Task requirements — Copy the following entries exactly as they appear, everything from the line that contains "the white electric" down to the line that contains "point(634, 117)", with both of those lines included.

Supplied data —
[start]
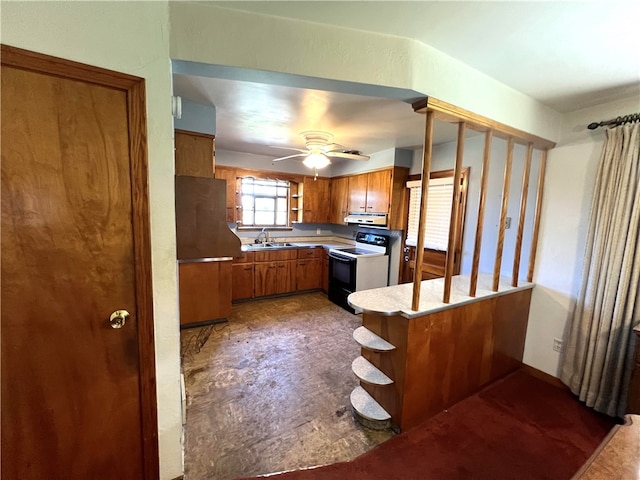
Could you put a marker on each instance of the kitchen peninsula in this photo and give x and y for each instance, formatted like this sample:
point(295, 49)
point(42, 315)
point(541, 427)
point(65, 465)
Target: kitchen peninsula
point(440, 353)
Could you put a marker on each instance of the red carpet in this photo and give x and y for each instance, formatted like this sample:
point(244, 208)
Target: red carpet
point(517, 428)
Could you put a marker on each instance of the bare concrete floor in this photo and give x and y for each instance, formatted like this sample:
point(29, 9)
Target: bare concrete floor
point(269, 390)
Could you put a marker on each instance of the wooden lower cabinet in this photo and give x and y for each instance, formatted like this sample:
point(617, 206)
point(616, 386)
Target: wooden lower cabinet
point(309, 274)
point(205, 291)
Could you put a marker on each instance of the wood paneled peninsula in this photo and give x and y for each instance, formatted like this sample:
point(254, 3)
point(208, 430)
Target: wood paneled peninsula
point(441, 353)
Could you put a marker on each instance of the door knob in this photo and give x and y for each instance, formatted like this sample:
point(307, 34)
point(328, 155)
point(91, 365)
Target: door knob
point(118, 318)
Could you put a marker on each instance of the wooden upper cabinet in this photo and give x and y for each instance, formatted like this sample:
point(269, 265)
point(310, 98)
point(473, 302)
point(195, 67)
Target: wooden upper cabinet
point(316, 200)
point(229, 174)
point(339, 200)
point(370, 192)
point(378, 189)
point(195, 154)
point(358, 193)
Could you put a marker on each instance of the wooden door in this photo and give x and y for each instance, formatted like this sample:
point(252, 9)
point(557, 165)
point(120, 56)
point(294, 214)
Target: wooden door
point(358, 193)
point(339, 200)
point(229, 175)
point(378, 189)
point(309, 274)
point(266, 279)
point(316, 200)
point(78, 396)
point(205, 291)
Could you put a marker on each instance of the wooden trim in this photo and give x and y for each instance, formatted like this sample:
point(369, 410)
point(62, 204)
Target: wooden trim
point(506, 187)
point(455, 212)
point(195, 134)
point(536, 221)
point(63, 68)
point(452, 114)
point(136, 113)
point(426, 168)
point(484, 180)
point(523, 211)
point(545, 377)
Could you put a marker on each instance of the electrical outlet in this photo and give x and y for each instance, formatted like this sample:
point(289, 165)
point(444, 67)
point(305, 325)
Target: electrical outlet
point(557, 344)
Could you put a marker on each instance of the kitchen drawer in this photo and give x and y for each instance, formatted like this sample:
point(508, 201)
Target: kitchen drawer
point(310, 252)
point(247, 257)
point(275, 255)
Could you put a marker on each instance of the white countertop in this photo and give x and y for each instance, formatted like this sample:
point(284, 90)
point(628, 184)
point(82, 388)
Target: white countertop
point(396, 299)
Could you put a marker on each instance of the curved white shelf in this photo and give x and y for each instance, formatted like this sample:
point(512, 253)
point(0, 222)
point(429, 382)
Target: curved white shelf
point(369, 373)
point(367, 407)
point(369, 340)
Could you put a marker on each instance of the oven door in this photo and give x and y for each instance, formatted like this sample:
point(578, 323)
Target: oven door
point(342, 279)
point(342, 271)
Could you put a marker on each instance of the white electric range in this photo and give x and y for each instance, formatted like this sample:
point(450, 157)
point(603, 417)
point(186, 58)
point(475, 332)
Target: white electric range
point(360, 268)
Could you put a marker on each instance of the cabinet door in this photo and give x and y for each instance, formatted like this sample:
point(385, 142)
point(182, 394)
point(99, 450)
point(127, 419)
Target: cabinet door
point(229, 174)
point(205, 291)
point(242, 281)
point(358, 193)
point(339, 200)
point(286, 281)
point(266, 277)
point(309, 274)
point(378, 189)
point(316, 200)
point(194, 154)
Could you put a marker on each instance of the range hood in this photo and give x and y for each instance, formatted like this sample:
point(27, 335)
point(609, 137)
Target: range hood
point(367, 219)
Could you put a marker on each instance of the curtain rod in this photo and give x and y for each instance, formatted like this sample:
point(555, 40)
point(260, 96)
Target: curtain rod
point(634, 117)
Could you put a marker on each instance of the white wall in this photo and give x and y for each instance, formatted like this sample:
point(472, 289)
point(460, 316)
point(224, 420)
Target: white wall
point(131, 37)
point(569, 184)
point(212, 35)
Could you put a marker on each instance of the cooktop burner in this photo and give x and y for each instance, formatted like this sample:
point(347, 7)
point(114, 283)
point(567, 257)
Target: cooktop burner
point(357, 251)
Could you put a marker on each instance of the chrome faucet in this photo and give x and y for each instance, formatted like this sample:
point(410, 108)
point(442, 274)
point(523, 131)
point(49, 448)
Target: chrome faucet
point(264, 232)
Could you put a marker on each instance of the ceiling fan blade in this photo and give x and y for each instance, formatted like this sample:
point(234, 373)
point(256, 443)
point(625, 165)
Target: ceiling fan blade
point(350, 156)
point(290, 156)
point(301, 150)
point(333, 147)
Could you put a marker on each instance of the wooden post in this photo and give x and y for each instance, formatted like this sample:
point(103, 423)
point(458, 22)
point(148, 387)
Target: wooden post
point(506, 186)
point(523, 211)
point(484, 180)
point(536, 221)
point(426, 169)
point(455, 212)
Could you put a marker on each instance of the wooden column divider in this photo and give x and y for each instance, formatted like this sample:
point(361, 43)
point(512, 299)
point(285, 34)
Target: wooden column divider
point(536, 221)
point(523, 211)
point(484, 180)
point(506, 186)
point(426, 169)
point(455, 212)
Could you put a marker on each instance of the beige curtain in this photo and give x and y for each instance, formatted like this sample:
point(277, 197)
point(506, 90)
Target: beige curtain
point(598, 354)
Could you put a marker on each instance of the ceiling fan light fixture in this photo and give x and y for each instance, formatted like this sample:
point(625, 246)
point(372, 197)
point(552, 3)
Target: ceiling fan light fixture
point(316, 160)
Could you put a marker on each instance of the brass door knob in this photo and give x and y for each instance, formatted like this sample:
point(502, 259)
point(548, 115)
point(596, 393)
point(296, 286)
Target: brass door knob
point(118, 318)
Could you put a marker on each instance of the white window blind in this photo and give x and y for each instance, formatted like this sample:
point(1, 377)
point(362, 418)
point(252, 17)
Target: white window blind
point(438, 213)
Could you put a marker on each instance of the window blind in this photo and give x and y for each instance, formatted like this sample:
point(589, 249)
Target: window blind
point(438, 213)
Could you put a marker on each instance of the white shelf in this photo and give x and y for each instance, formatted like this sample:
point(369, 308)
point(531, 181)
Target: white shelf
point(367, 372)
point(367, 407)
point(369, 340)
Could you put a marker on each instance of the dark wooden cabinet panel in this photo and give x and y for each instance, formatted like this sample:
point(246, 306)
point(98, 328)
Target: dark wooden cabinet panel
point(242, 281)
point(316, 200)
point(309, 274)
point(378, 189)
point(358, 193)
point(205, 291)
point(229, 175)
point(195, 154)
point(339, 200)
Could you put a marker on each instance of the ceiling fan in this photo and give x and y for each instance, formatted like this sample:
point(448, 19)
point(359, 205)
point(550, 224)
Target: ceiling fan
point(320, 150)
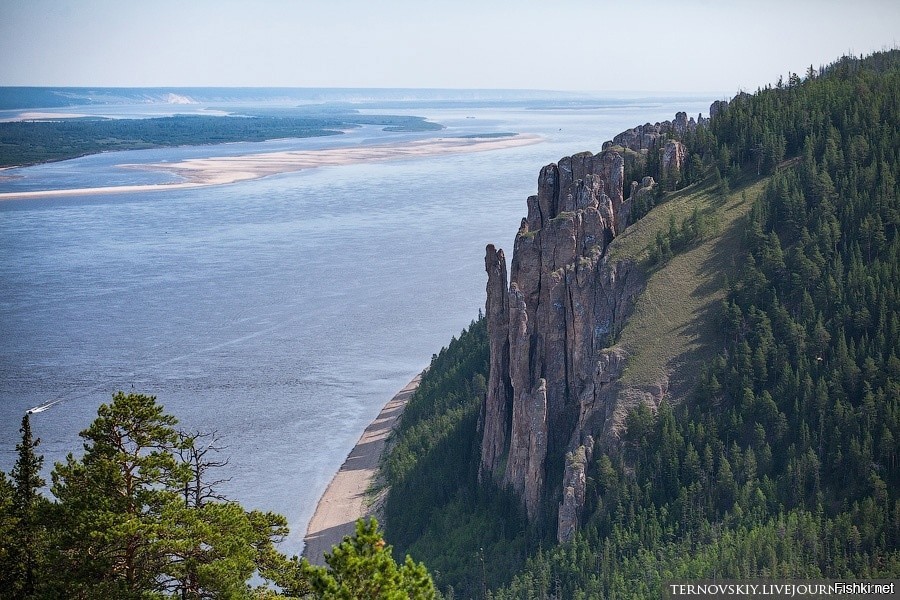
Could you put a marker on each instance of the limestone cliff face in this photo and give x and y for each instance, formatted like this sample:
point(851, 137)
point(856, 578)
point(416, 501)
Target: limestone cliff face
point(554, 377)
point(549, 327)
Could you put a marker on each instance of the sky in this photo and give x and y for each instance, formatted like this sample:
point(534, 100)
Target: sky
point(692, 46)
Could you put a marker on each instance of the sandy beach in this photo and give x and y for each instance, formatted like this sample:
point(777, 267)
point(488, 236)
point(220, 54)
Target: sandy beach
point(221, 170)
point(345, 500)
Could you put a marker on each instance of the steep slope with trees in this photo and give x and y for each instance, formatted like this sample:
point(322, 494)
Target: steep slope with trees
point(779, 457)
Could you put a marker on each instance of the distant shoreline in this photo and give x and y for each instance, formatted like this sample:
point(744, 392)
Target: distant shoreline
point(222, 170)
point(345, 498)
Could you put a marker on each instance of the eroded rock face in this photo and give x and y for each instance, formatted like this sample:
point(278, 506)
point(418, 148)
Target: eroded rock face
point(554, 381)
point(547, 331)
point(574, 490)
point(672, 160)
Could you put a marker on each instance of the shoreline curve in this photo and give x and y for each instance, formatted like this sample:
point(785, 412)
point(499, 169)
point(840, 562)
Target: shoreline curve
point(222, 170)
point(345, 498)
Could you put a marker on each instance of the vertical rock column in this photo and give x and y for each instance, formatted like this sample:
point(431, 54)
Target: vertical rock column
point(499, 392)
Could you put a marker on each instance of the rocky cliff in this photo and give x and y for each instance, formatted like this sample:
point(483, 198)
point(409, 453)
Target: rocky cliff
point(552, 325)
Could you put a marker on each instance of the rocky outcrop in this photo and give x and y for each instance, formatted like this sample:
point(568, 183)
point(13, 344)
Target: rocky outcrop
point(554, 386)
point(574, 490)
point(548, 329)
point(644, 138)
point(639, 190)
point(671, 160)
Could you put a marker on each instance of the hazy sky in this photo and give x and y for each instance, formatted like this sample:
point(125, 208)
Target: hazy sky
point(589, 45)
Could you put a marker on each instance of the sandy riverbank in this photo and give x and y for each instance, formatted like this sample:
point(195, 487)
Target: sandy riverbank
point(220, 170)
point(345, 500)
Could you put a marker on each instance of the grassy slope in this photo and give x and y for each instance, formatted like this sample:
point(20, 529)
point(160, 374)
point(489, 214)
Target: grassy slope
point(673, 328)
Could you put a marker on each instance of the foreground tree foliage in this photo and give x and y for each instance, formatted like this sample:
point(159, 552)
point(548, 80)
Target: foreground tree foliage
point(138, 516)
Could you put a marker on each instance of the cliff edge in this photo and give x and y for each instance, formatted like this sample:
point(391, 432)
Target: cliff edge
point(552, 325)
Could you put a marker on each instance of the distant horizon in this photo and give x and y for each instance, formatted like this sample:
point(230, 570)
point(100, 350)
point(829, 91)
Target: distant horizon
point(573, 46)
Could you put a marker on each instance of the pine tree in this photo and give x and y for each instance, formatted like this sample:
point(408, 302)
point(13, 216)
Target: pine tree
point(27, 510)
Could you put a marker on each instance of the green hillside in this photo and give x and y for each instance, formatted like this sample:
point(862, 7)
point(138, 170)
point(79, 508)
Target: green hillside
point(772, 304)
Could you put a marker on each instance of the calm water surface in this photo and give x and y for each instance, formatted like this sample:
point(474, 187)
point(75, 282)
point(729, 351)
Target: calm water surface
point(281, 313)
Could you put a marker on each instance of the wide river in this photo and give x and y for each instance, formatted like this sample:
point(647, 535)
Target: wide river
point(282, 312)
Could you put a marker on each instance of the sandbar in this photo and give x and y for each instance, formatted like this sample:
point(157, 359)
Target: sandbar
point(221, 170)
point(346, 498)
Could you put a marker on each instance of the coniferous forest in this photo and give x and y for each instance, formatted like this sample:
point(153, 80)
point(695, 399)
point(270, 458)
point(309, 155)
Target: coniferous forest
point(782, 462)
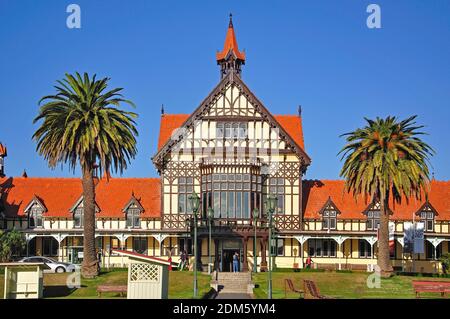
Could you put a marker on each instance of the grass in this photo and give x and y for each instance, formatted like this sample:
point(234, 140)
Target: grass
point(180, 285)
point(341, 285)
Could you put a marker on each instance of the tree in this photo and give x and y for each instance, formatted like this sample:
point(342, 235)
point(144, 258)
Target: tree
point(10, 242)
point(82, 124)
point(386, 161)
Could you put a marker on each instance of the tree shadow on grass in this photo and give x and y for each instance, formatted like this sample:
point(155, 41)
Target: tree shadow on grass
point(59, 291)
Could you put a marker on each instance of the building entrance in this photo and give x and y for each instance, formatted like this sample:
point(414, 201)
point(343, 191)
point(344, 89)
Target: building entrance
point(227, 249)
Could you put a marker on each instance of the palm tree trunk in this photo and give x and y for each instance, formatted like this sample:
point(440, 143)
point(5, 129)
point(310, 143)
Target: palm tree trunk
point(89, 265)
point(383, 259)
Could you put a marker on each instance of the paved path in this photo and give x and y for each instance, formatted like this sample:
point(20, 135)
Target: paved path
point(233, 296)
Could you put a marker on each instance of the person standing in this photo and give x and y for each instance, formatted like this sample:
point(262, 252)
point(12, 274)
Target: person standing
point(308, 262)
point(235, 262)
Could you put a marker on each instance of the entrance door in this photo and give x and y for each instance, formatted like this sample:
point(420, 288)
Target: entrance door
point(227, 248)
point(227, 259)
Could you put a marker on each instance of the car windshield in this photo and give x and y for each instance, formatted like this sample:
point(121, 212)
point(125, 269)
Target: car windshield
[end]
Worked answer —
Could you put a marker on each instance of the white electric range in this photo and give x and y for each instance, formatted like this sample:
point(450, 157)
point(603, 417)
point(186, 58)
point(475, 332)
Target: white electric range
point(360, 268)
Could you put a marker on each instance of the cabinet door in this photo and give x and y for each instance, formatted like this sample:
point(385, 142)
point(182, 394)
point(99, 450)
point(127, 419)
Target: cabinet door
point(229, 174)
point(205, 291)
point(242, 281)
point(358, 193)
point(339, 200)
point(286, 281)
point(266, 277)
point(309, 274)
point(378, 189)
point(316, 200)
point(194, 154)
Could you put a marker on each instance of the range hood in this photo and give x and y for each instance, formatted like this sample:
point(27, 335)
point(609, 137)
Target: range hood
point(367, 219)
Could you put a marker on each instance of the curtain rod in this photo and give x and y for each instance, formatted like this sample:
point(555, 40)
point(260, 96)
Target: curtain rod
point(634, 117)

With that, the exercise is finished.